_TASK_
Your answer should restate each line of the data below word for word.

Records from a collection
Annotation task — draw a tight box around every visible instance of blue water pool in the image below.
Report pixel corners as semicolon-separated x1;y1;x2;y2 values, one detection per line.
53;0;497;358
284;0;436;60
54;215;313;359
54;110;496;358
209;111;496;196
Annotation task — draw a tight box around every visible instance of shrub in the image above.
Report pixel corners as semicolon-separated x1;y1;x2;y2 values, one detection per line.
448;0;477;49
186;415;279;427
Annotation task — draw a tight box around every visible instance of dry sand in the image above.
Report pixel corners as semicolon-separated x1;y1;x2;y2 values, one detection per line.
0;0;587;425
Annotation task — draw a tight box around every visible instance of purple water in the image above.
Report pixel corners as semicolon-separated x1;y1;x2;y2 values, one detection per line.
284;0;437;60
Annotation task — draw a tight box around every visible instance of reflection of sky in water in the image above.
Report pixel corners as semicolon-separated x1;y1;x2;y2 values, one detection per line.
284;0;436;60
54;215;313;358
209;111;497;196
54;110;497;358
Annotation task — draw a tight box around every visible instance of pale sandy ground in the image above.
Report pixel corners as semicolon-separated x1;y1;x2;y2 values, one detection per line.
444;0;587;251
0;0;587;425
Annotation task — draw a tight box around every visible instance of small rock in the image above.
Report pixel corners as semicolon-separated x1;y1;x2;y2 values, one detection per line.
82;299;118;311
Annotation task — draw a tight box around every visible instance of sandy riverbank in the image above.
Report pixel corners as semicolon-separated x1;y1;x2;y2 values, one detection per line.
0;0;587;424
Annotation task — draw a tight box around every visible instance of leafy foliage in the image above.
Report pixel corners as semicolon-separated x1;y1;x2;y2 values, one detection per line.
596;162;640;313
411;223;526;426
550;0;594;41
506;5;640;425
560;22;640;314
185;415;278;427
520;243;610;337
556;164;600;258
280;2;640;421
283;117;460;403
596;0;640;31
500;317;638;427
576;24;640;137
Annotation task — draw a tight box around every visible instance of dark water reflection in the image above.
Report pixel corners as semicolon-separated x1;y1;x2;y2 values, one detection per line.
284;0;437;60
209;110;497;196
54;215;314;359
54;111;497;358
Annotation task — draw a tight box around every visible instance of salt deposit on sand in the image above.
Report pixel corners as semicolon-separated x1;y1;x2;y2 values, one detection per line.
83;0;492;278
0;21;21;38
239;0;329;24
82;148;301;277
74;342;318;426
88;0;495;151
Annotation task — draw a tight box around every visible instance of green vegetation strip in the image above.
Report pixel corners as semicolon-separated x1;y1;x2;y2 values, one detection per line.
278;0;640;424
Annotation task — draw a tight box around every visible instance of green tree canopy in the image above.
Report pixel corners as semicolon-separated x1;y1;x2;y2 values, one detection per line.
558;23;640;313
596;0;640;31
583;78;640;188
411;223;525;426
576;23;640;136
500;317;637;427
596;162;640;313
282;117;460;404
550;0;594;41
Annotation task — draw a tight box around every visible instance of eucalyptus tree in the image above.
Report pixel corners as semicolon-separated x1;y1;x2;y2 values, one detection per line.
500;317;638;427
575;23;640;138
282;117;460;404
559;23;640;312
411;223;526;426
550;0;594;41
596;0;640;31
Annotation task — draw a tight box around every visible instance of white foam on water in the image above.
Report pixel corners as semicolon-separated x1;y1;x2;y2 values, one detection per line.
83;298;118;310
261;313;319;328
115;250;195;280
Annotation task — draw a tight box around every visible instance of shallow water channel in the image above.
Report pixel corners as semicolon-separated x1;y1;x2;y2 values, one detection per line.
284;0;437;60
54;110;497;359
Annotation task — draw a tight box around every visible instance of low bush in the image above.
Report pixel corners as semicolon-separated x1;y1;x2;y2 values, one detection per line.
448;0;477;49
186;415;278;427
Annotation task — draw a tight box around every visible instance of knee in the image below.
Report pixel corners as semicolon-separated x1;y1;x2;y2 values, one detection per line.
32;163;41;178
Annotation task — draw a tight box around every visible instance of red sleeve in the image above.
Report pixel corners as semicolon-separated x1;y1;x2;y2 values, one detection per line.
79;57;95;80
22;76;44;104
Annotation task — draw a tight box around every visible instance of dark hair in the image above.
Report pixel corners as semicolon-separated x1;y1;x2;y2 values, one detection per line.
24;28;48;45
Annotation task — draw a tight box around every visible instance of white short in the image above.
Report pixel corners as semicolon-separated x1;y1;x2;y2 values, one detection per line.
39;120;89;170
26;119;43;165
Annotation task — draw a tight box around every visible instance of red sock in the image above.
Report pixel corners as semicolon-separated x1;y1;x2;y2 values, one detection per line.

_REPLY_
Annotation task — draw a tight box around every visible instance of blue water pool in the image below.
Report pixel corners as semicolon-separated x1;y1;x2;y2 values, one detection per line.
53;0;497;358
284;0;436;60
54;215;313;359
54;110;496;358
209;111;496;196
Annotation task — draw a tight box around every visible instance of shrub in the image above.
Report pixel corners as semicolon-separated x1;y1;x2;y2 values, one detection per line.
448;0;477;49
186;415;279;427
Annotation task — draw a tight box around every visible instance of dry sand in the image above.
Report pixel corners as semicolon-separated x1;y1;x2;y2 values, one detection per line.
0;0;587;425
Annotation task — draw a tight box around every visible instance of purple water in the image above.
Report pixel corners as semicolon-separated x1;y1;x2;y2 values, one detection per line.
284;0;437;60
Annotation task — draw a tight box around every visible instance of reflection of sky in water in the image above.
Report pixel corners as semicolon-separated x1;y1;x2;y2 values, one detection per line.
284;0;436;60
54;215;313;358
209;111;497;196
54;110;497;358
Annotation task — draw a tight box around every visible instance of pale sandy ground in the image above.
Report pixel corners as semicolon-separated x1;y1;x2;y2 values, one detection per line.
444;0;587;251
0;0;587;425
Annotation task — draw a tight box around every visible instance of small rock in the image above.
Report pixel corners as semicolon-separated x1;y1;x2;y2 values, one detection per line.
82;299;118;311
Annotation task — draw a tight box around every visible instance of sandy riverbank in the image above.
Report pixel corners as semicolon-separated x1;y1;x2;y2 values, one detection per line.
0;0;587;424
Annotation task — draw a tight box around every visible instance of leafy foliage in the image above.
Report pixel corners as semicolon-separated x1;y1;x2;y2 values, one detection per line.
596;162;640;313
411;223;526;426
550;0;594;41
506;5;640;425
560;22;640;314
185;415;278;427
520;243;610;337
556;164;600;258
280;2;640;421
283;117;460;403
596;0;640;31
500;317;638;427
576;24;640;137
Annotation task — draw a tight box around every visible instance of dark water reflection in the image above.
Report pixel corners as semicolon-separated x1;y1;x2;y2 values, one detection per line.
284;0;437;60
209;110;497;196
54;215;314;359
54;111;497;358
Annotation task — draw a tight box around every visible instance of salt deposit on sand in the image above.
Report pixel corners as semicolon-separated x1;y1;x2;y2 values, one detection per line.
83;0;492;278
0;21;21;38
239;0;329;24
82;148;301;277
74;342;318;426
88;0;495;151
Annotation task — draw a tight box around every visible instance of green vegetation strip in the image above.
Report pixel corners as semicolon-separated x1;y1;x2;y2 values, one detection per line.
278;0;640;424
Annotation task — draw a tight box around every visible instance of green tree canopy in the image above.
Report pixel corners as semicolon-separated x1;y1;x2;y2 values, one detection per line.
558;23;640;313
596;0;640;31
583;78;640;188
411;223;525;426
576;23;640;136
500;317;637;427
596;162;640;313
282;117;460;404
550;0;594;41
Annotation task — draw a tight box around every visible instance of eucalyptus tree in the image above.
Report pixel corners as semicolon-separated x1;y1;x2;y2 values, one detection per line.
500;317;638;427
575;23;640;138
282;117;460;404
559;23;640;312
411;223;526;426
550;0;594;41
596;0;640;31
Annotation task — draw a tight box around every visible instance of white foam on water in the image above.
Report pixel corners as semicolon-separated x1;y1;x2;y2 values, one detection per line.
83;298;118;310
261;313;319;328
115;250;195;280
Annotation task — draw a tight box around every visible instance of shallow water channel in the image above.
Report pixel corners as semicolon-separated x1;y1;x2;y2 values, one detection per line.
284;0;437;60
54;110;497;359
Annotation task — draw a tight box around every visible instance of low bush in the image above.
Report pixel corners as semicolon-separated x1;y1;x2;y2 values, one detection per line.
448;0;477;49
186;415;278;427
Annotation task — draw a tight box around every visible instance of knee in the image below.
Report pixel corners as semicolon-separated x1;y1;x2;y2 values, one detection per line.
32;163;41;178
Annotation task — draw a tight box around every visible instance of red sleeve in the image above.
Report pixel corners as semicolon-separated x1;y1;x2;y2 values, one detection per line.
79;57;95;80
22;76;44;104
Annotation task — draw a tight box around every visible instance of dark hair in the image above.
Report pixel corners as semicolon-separated x1;y1;x2;y2 values, one detection per line.
24;28;48;45
Annotation task — draw a tight box around every visible instance of white short in the image above.
Report pixel corners as semicolon-separated x1;y1;x2;y2 values, one detection per line.
39;120;89;170
26;119;43;165
Annotation task — draw a tight box around every visible instance of red sock in the image above.
Report pixel corners as semicolon-separated x1;y1;x2;y2 values, one detection per line.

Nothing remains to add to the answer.